- _Prompt_: Edit the items below so that every "supply" becomes "provide" and nothing else changes, then give them back without the pictures.

-------- Records for the task

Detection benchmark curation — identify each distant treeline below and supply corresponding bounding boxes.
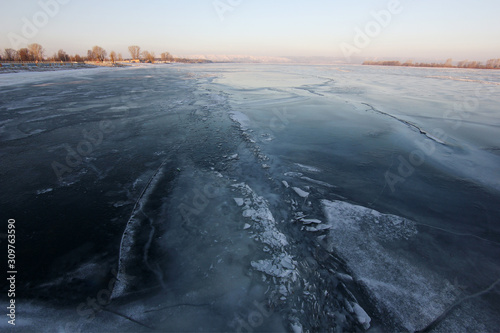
[0,43,211,63]
[363,58,500,69]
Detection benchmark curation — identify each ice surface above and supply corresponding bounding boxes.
[295,163,321,172]
[292,187,309,198]
[322,200,454,331]
[352,303,372,330]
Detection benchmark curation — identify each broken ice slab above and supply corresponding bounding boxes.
[292,187,309,198]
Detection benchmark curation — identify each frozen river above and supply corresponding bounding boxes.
[0,64,500,332]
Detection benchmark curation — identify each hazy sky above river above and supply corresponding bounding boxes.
[0,0,500,60]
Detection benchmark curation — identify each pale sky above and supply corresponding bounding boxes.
[0,0,500,61]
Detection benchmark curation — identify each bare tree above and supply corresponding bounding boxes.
[56,49,70,62]
[28,43,45,61]
[142,51,155,64]
[17,48,33,61]
[92,45,107,62]
[73,54,83,62]
[4,49,17,61]
[128,45,141,60]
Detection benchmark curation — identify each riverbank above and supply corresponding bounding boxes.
[0,62,131,74]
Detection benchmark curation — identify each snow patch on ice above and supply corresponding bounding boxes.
[321,200,455,331]
[295,163,321,172]
[300,177,336,188]
[36,187,54,195]
[232,183,298,297]
[229,111,250,130]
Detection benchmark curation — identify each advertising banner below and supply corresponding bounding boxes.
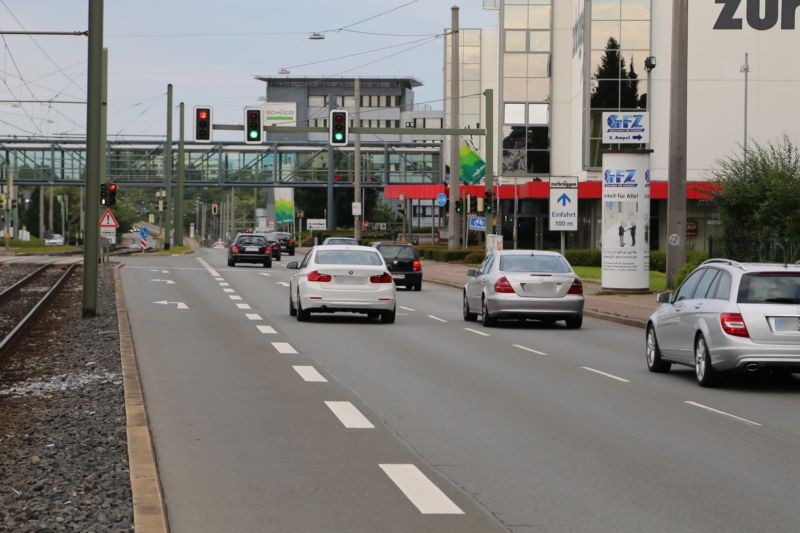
[601,153,650,290]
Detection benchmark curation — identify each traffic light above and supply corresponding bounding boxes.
[328,110,350,146]
[194,106,212,143]
[244,107,264,144]
[108,183,117,207]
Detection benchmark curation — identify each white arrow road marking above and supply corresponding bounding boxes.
[292,366,328,383]
[684,401,761,426]
[153,300,189,309]
[378,465,464,514]
[325,402,375,429]
[272,342,297,353]
[514,344,547,355]
[581,366,630,383]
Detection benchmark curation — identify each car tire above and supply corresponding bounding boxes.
[481,298,497,328]
[694,335,720,387]
[381,308,397,324]
[462,291,478,322]
[564,315,583,329]
[297,292,311,322]
[645,324,672,374]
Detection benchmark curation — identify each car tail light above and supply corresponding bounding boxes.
[369,272,392,283]
[719,313,750,338]
[308,270,333,283]
[567,278,583,295]
[494,276,514,294]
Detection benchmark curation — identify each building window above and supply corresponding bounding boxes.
[587,0,651,168]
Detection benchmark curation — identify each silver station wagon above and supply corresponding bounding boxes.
[646,259,800,387]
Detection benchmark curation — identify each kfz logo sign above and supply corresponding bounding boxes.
[603,169,636,187]
[607,114,644,132]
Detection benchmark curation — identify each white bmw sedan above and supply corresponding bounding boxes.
[286,245,396,324]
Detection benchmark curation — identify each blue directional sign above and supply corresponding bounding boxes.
[469,215,486,231]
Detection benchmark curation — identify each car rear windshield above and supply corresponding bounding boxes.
[500,255,570,274]
[378,244,416,261]
[737,272,800,304]
[314,250,383,266]
[236,235,267,246]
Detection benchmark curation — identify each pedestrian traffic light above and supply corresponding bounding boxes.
[328,110,350,146]
[194,106,212,143]
[108,183,117,207]
[244,107,264,144]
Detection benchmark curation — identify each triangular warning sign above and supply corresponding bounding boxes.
[100,209,119,228]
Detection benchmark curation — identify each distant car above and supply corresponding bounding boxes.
[322,237,358,246]
[645,259,800,387]
[372,242,422,291]
[44,233,64,246]
[286,245,396,324]
[228,233,272,268]
[275,231,294,255]
[463,250,584,329]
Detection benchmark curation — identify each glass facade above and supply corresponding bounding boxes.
[500,0,553,175]
[588,0,651,168]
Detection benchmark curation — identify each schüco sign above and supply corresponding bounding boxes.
[714,0,800,31]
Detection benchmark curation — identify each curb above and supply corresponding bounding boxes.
[114,266,169,533]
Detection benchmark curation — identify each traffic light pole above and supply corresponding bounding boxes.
[82,0,105,318]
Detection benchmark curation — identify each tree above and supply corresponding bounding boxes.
[711,136,800,241]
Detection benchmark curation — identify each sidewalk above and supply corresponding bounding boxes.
[422,260,658,328]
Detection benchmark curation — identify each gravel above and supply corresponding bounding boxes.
[0,265,133,532]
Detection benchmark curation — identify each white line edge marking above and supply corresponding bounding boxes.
[684,401,761,427]
[292,366,328,383]
[514,344,547,355]
[325,402,375,429]
[272,342,297,353]
[378,464,464,514]
[581,366,630,383]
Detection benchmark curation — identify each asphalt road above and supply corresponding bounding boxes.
[123,250,800,532]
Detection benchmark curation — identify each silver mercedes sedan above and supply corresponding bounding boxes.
[463,250,583,329]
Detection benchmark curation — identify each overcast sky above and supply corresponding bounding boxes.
[0,0,497,137]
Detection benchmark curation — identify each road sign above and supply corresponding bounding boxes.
[100,209,119,228]
[469,215,486,231]
[550,176,578,231]
[602,112,650,144]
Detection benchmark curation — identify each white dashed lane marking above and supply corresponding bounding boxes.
[378,464,464,514]
[292,366,328,383]
[684,401,761,426]
[272,342,297,353]
[325,402,375,429]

----------------

- _Final result_:
Detection benchmark curation — identify each distant treeline below and provide corresponding bounding boxes.
[0,43,211,63]
[363,58,500,69]
Detection benchmark curation — identify each ice surface above and provide corresponding bounding boxes.
[295,163,321,172]
[292,187,309,198]
[322,200,454,331]
[352,303,372,330]
Detection benchmark curation — identify each broken ice slab above and provide corresponding bounding boxes.
[292,187,309,198]
Detection benchmark curation — identify each frozen river above and provide corresponding bounding boxes.
[0,64,500,332]
Detection benchmark curation — identify each hazy sky above river above and provide corresponding bounding boxes.
[0,0,500,60]
Detection benchmark curation — identify each pale sky above and provide corresponding bounding boxes.
[0,0,500,61]
Detection benchmark curation — identify each bare tree above and provide corresponding bounding boxes.
[56,49,70,62]
[28,43,45,61]
[142,51,155,64]
[17,48,33,61]
[92,45,107,62]
[73,54,83,62]
[4,49,17,61]
[128,45,141,60]
Detection benchmark curation — identify each riverbank above and provide corresponding bounding boxes.
[0,62,131,74]
Detection benchmark curation — identify each snow patch on ice above and provide corresponding bounding boxes.
[321,200,455,331]
[295,163,321,172]
[300,177,336,188]
[36,187,54,195]
[232,183,298,297]
[229,111,250,130]
Detection benchmark curation — identify each advertising banner below and provide corresponding bounding boxes.
[601,153,650,290]
Detection benchmark curation — identify each traffic light above and provide corresponding bounding boxes.
[328,110,350,146]
[194,106,212,143]
[244,107,264,144]
[108,183,117,207]
Detection benchmark curation — identify each white arrow road marking above and provide corresponding bounding boxes.
[292,366,328,383]
[684,401,761,426]
[153,300,189,309]
[378,465,464,514]
[325,402,375,429]
[272,342,297,353]
[514,344,547,355]
[581,366,630,383]
Detection benchmark curation — identify each car tire above and provide corresponding bounding boxes.
[481,298,497,328]
[694,335,720,387]
[381,308,397,324]
[462,291,478,322]
[564,315,583,329]
[297,292,311,322]
[645,324,672,374]
Detection benchmark curation — identify each car tail light above and provide corresponding bounding boxes.
[369,272,392,283]
[719,313,750,338]
[308,270,333,283]
[567,278,583,295]
[494,276,514,294]
Detection benchmark curation — identify each building window above and provide corresponding bounding boxes.
[587,0,651,168]
Detection benchmark curation — identify each silver station wagon above and provide corresponding bounding boxes.
[646,259,800,387]
Detection benchmark curation — identify each kfz logo sign above and provide corresponding bounding boxes.
[603,169,636,187]
[607,114,644,132]
Detection benchmark curation — identify each white bmw sedan above and provide corresponding bounding boxes.
[286,245,396,324]
Detection benchmark curation — identify each blue directional sign above and provide corresponding bounding boxes.
[469,215,486,231]
Detection benchmark curation — identify each car rear windshield above and provide corresponding bounding boxes.
[500,255,570,274]
[378,244,416,261]
[737,272,800,304]
[314,250,383,266]
[236,235,267,246]
Detection benchmark curation — identify each pedestrian traffic light above and provide corresponding bounding boxes.
[328,110,350,146]
[194,106,212,143]
[108,183,117,207]
[244,107,264,144]
Detection benchmark curation — identify each triangular warning sign above and provide corresponding bounding boxes.
[100,209,119,228]
Detection benchmark curation — identify each distant car above and provide corresponding bounding boxes.
[322,237,358,246]
[645,259,800,387]
[372,242,422,291]
[44,233,64,246]
[286,245,396,324]
[228,233,272,268]
[275,231,294,255]
[463,250,584,329]
Detection benchmark curation — identify each glass facade above and provide corresponding bounding boxes.
[500,0,553,175]
[588,0,651,168]
Detection benchmark curation — identify each schüco sign above and provide corresponding bounding boxes.
[714,0,800,31]
Detection benchmark curation — identify each curb above and provide corresponding bounding boxes.
[114,266,169,533]
Detection benchmark curation — identify each traffic light pole above and provide corresponding bounding boxes.
[82,0,105,318]
Detection benchmark curation — identify each tree above and provide corresponding bounding boxes.
[711,136,800,241]
Detection benchmark curation — identify each sidewalk above and provide corresponding bounding boxes.
[422,260,658,328]
Detection benchmark curation — identify each gravel above and provide corresponding bounding boxes.
[0,265,133,532]
Detection benchmark curation — identify each white line edge marking above and provide corresponding bounding boxes.
[684,401,761,427]
[292,366,328,383]
[514,344,547,355]
[325,402,375,429]
[272,342,297,353]
[378,464,464,514]
[581,366,630,383]
Detection benchmark curation — identify each asphalt road above and provide corresponding bounding boxes.
[123,250,800,532]
Detection benchmark curation — identify each silver mercedes sedan above and provide corresponding bounding boxes.
[463,250,583,329]
Detection benchmark curation — identify each overcast sky above and provide corresponding bounding boxes.
[0,0,497,137]
Detection benchmark curation — identify each road sign above and provide corresponding bounding boxes.
[100,209,119,228]
[469,215,486,231]
[550,176,578,231]
[602,112,650,144]
Detection benchmark curation — identify each white dashed lane marking above and provide corresponding bounding boxes.
[378,464,464,514]
[292,366,328,383]
[684,401,761,426]
[272,342,297,353]
[325,402,375,429]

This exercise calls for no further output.